+++ Materials provided +++
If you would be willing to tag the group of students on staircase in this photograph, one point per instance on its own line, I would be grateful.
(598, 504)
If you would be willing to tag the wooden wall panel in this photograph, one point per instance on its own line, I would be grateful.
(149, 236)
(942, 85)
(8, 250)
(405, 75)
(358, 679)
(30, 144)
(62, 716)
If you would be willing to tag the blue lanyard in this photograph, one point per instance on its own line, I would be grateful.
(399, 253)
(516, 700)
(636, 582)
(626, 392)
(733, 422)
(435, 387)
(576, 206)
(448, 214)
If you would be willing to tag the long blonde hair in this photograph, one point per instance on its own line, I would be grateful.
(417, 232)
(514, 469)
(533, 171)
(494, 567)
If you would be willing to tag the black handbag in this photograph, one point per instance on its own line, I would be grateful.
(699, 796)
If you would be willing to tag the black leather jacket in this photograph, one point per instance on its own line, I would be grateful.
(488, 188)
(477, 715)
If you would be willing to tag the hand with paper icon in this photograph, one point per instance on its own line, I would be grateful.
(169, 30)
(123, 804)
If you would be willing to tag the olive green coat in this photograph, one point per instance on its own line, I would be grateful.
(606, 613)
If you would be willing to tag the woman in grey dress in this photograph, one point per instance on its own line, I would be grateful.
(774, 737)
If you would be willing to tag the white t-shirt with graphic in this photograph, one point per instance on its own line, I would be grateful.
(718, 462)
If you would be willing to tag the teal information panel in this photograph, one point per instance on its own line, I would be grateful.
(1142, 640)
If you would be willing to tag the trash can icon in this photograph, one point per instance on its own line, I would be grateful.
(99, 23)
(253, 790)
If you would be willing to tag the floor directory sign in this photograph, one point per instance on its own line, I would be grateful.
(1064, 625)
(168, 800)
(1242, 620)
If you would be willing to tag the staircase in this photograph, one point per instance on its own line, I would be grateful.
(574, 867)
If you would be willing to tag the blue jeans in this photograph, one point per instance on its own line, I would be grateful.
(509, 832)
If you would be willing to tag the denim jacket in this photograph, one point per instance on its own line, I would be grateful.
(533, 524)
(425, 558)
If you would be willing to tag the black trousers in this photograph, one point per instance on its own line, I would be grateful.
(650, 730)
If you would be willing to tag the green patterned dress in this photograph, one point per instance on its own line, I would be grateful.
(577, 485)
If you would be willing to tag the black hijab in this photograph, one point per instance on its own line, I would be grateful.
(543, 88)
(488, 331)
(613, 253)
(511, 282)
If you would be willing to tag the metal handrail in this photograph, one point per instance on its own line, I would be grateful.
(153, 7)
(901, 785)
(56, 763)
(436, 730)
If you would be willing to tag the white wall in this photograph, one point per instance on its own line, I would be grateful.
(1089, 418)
+++
Reproduce the lines above word for word, covering every record.

If you would be willing to tag the group of students on staircase in this photograph, one point per instance on its own line, I would be grateful.
(598, 504)
If you would be willing to tag the wooden wall panel in this photograph, one point per instance on its own line, I would be grateful.
(149, 236)
(942, 85)
(8, 250)
(405, 75)
(358, 679)
(30, 144)
(62, 716)
If you would be willing to tag the blue lanyard in this photograph, one point per instance on its own line, I would be grateful.
(399, 253)
(516, 700)
(636, 582)
(626, 392)
(733, 422)
(435, 387)
(576, 206)
(448, 214)
If you would be willing to tag the long blonde hair in this photograph, one point per instance on its own line, I would be grateful.
(417, 232)
(514, 469)
(533, 171)
(494, 567)
If you would be willing to tag the black handbag in this photograph, one point per instance on its own line, I would be grateful.
(699, 796)
If you would be willing to tag the black leather jacket in this photograph, one point per instance on its own line, I would be grateful.
(488, 188)
(477, 715)
If you would be willing to tag the hand with paper icon in this photograph, one point per instance on its own line, I would be grateful.
(169, 30)
(123, 804)
If you would be willing to tag the olive green coat in this photograph, one point per instance on its own line, I would be grateful.
(606, 613)
If you would be willing to tag the woman in grey dress in this photograph, one point per instance on its own line, I would be grateful.
(774, 737)
If you would be willing to tag the white t-shirt with graphic in this photograph, one point per instance on its own line, I would be grateful.
(718, 462)
If you would be willing to tag the teal information panel in this photograph, one point per instance on its own line, I would be grateful.
(1142, 640)
If you would be willing to tag the trash can icon in this photograph, one point per instance on its own line, I would be grateful.
(99, 23)
(253, 790)
If you would be willing to tag the floor directory sign in this photograph, one point per instance on its own line, I would be grateful.
(1064, 625)
(168, 800)
(1242, 620)
If you would be willing to tag the staircase in this photograph, one point per instance on its own line, I would be grateful.
(574, 867)
If you would be willing to tag the blue jeans in this photograph, one point per instance on its own line, I would be grateful.
(509, 832)
If you would be willing to tag the denim jacket in this photograph, one point per instance on its own line, I would be grateful.
(533, 524)
(425, 558)
If you would be willing to tag the black trousers in this photograph, one point per instance on its own line, I would be grateful.
(650, 730)
If you would be willing to tag the green patterned dress in this photograph, one point per instance on its own line, I would be grateful.
(577, 485)
If you would be willing to tag the black hijab in this photograph, one point per instance on its own line, I would be grateful.
(543, 88)
(488, 331)
(613, 253)
(511, 282)
If you would be willing to tag the metal handrail in this photograph, one point per instance on its own line, I would be grateful.
(153, 7)
(901, 785)
(56, 763)
(436, 730)
If you would be willing to tag the white wall in this photograph, one point per instance on its own line, I would be grateful.
(1089, 418)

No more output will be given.